Les consignes:
1. Dites, s’il vous plaît, si chacune des affirmations suivantes concorde avec le texte sur le christianisme et le temps, en répondant oui ou non et en citant les mots décisifs du texte. (a) Le christianisme y est présenté comme une doctrine. (b) Le texte fait référence à l’Ecclésiaste. (c) Selon le texte, tout est beau.
2. Poursuivez le texte sur le christianisme et le temps à partir de sa dernière phrase.

Passage présenté:
Le Christianisme n’est pas une doctrine, une idéologie, une conception du monde mais en quelque sorte il est un projet de vie à vivre dans le temps, il est parfois dans l’urgence parfois dans la langueur une manière de vivre nos temps il est une sagesse. J’insiste un peu sur cet aspect car il n’est pas rare aujourd’hui et cela a été encore mon cas cette semaine de rencontrer des personnes attirées et fascinées par des sagesses certes intéressantes venues d’ailleurs et d’Asie en particulier où un rythme de vie cyclique où la perspective d’un éternel retour semblent les reposer les éloigner des réalités ou du moins les dépayser à bon compte.

  Retrouver dans la réalité de l’existence et dans l’histoire comme dans nos histoires, la sagesse pour vivre le moment et le temps favorable sous le regard de Dieu me semble être d’une urgence nécessité. Sous le regard de Dieu qui voit dit le texte de l’Ecclésiaste l’occupation qu’il a donné aux fils d’Adam pour qu’ils s’y occupent en faisant toute chose belle en son temps. Tout n’est pas beau mais sans doute tout peut le devenir, en son temps.

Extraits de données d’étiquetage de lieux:
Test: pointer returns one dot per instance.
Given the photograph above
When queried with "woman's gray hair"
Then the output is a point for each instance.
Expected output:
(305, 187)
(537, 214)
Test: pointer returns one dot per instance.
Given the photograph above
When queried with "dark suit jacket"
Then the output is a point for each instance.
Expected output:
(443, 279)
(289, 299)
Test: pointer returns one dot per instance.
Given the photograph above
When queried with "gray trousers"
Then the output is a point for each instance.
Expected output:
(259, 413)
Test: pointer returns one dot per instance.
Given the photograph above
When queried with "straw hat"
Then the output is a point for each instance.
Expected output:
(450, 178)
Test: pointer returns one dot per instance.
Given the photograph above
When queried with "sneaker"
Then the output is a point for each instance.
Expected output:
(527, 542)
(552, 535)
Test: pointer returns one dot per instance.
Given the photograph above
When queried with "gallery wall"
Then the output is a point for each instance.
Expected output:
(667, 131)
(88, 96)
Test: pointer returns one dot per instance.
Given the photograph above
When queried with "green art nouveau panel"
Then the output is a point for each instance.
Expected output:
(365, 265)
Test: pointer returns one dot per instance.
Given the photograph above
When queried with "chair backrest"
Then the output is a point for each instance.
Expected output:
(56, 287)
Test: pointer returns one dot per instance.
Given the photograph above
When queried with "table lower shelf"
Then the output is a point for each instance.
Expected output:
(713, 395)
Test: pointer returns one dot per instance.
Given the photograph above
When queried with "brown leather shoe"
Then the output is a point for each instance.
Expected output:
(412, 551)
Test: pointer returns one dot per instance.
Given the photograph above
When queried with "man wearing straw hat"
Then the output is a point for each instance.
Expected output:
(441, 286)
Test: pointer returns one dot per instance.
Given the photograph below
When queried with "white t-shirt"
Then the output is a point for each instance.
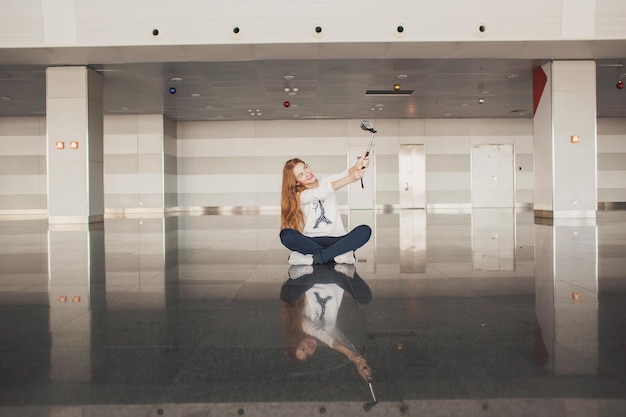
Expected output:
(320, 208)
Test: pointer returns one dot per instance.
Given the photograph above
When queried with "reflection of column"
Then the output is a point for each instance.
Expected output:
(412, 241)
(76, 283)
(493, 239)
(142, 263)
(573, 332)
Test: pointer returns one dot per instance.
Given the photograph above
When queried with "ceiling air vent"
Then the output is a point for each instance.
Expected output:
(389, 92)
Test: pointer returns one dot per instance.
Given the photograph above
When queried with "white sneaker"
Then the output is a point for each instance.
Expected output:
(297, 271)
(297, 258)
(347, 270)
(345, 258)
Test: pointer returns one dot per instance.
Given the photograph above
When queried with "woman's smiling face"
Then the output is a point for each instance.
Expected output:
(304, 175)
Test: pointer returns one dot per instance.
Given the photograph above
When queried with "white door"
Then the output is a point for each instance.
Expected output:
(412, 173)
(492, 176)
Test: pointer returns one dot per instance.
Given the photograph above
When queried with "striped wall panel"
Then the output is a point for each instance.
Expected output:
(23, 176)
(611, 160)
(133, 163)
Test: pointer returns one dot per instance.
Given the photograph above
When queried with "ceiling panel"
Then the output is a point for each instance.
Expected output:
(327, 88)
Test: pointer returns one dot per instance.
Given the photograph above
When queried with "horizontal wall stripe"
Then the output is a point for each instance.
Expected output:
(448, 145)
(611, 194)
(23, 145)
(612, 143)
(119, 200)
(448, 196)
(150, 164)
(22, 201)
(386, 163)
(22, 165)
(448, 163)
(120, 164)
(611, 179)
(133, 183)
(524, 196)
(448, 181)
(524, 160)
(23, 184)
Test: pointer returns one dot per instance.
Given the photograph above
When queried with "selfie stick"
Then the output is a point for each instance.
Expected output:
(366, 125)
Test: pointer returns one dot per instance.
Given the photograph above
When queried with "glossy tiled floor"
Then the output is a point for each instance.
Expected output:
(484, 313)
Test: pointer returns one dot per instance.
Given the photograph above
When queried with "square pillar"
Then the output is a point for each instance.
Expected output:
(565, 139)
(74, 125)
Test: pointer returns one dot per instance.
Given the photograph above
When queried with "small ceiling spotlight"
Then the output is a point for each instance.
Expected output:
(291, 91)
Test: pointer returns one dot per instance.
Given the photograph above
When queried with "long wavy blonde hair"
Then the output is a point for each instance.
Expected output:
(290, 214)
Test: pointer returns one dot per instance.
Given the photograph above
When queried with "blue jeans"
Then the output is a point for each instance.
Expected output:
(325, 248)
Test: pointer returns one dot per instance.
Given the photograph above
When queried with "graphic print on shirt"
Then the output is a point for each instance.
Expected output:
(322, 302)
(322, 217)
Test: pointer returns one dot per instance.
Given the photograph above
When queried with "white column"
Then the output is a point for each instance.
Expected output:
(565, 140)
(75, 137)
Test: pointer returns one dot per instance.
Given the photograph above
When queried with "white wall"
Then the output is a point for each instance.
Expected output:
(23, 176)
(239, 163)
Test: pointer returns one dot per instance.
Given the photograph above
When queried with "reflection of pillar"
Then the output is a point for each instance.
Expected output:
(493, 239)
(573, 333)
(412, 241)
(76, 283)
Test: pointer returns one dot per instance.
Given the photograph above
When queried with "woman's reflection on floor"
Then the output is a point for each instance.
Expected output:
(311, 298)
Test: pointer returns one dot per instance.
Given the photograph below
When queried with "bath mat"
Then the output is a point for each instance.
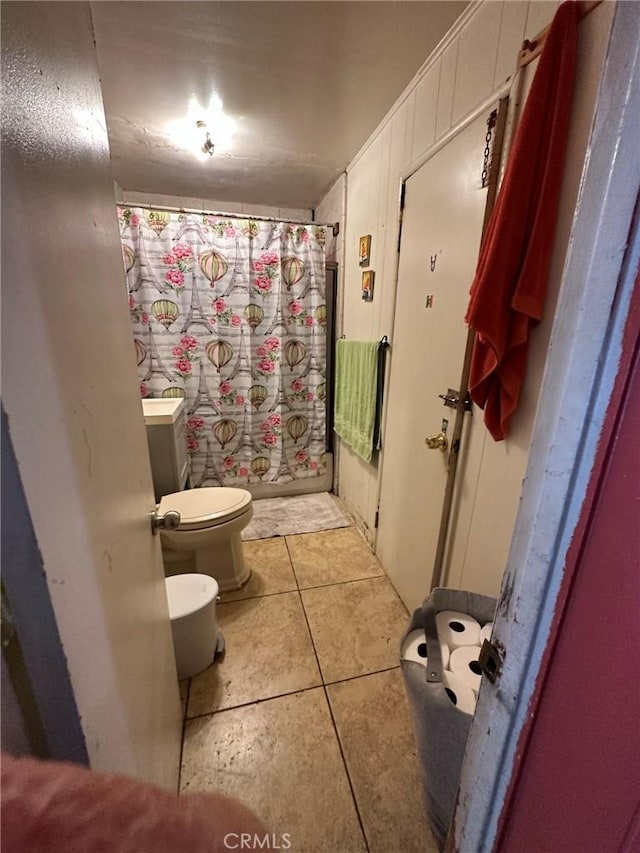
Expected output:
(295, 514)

---

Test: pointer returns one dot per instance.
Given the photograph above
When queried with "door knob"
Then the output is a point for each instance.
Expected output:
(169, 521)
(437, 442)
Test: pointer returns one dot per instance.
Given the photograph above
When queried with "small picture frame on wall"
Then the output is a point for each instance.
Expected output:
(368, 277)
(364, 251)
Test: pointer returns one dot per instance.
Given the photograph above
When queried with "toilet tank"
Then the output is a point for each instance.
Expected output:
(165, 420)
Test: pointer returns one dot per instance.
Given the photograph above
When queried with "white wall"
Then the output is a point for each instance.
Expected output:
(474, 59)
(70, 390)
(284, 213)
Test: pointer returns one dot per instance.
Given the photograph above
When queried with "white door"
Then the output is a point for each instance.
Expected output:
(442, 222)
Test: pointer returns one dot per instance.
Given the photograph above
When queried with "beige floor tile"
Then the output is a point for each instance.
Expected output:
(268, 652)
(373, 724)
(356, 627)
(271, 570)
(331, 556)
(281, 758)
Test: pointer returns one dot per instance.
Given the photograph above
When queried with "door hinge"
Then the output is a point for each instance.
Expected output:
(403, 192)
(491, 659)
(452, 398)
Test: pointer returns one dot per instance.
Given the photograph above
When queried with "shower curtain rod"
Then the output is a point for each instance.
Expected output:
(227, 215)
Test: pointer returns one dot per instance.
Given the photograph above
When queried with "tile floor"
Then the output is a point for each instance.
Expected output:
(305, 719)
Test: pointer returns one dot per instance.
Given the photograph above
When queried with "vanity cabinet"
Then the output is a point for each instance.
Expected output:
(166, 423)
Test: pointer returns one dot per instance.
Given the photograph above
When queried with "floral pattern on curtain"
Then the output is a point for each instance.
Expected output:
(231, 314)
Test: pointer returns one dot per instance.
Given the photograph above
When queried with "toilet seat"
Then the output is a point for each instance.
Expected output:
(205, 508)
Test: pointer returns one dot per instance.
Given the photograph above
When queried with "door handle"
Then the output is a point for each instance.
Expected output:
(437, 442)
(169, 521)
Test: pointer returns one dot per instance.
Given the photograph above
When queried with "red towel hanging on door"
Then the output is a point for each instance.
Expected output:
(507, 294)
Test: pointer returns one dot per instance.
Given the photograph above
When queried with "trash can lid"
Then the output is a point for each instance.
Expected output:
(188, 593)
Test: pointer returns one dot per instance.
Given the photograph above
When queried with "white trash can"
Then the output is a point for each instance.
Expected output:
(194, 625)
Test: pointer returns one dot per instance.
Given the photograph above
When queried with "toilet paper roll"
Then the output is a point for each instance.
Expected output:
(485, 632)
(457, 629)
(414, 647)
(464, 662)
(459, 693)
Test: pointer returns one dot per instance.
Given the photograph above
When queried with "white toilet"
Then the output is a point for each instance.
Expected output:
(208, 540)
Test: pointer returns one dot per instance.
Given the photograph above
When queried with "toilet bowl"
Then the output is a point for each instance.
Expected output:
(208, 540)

Réponses par consigne:
1.
(a) Non : « Le Christianisme n’est pas une doctrine, une idéologie, une conception du monde ».
(b) Oui : « dit le texte de l’Ecclésiaste ».
(c) Non : « Tout n’est pas beau mais sans doute tout peut le devenir, en son temps. »

2.
Il y a 10 commandements fondamentaux, il y a 613 commandements positifs dans loi de Moïse mais il y a 7 intentions ou demandes dans le Notre Père et voici que le sage de l’AT propose 14 paires de contraires, une double perfection (2 fois 7) de vie à vivre qu’il est possible d’appréhender non comme une destinée mais comme un projet de vie ; 14 modes, 14 temps à conjuguer sous le regard de Dieu non pour prendre des distances trop grandes avec le réel mais pour les recevoir les accueillir et les recueillir de la part de Dieu lui même :

Enfanter/ mourir ; planter/arracher ; tuer /guérir ; saper/bâtir ; pleurer/rire ; se lamenter/danser ; jeter des pierres/amasser des pierres ; embrasser/éviter d’embrasser ; chercher/perdre ; garder/jeter ; déchirer/ coudre ; se taire/parler ; aimer/haïr ; guerre et paix.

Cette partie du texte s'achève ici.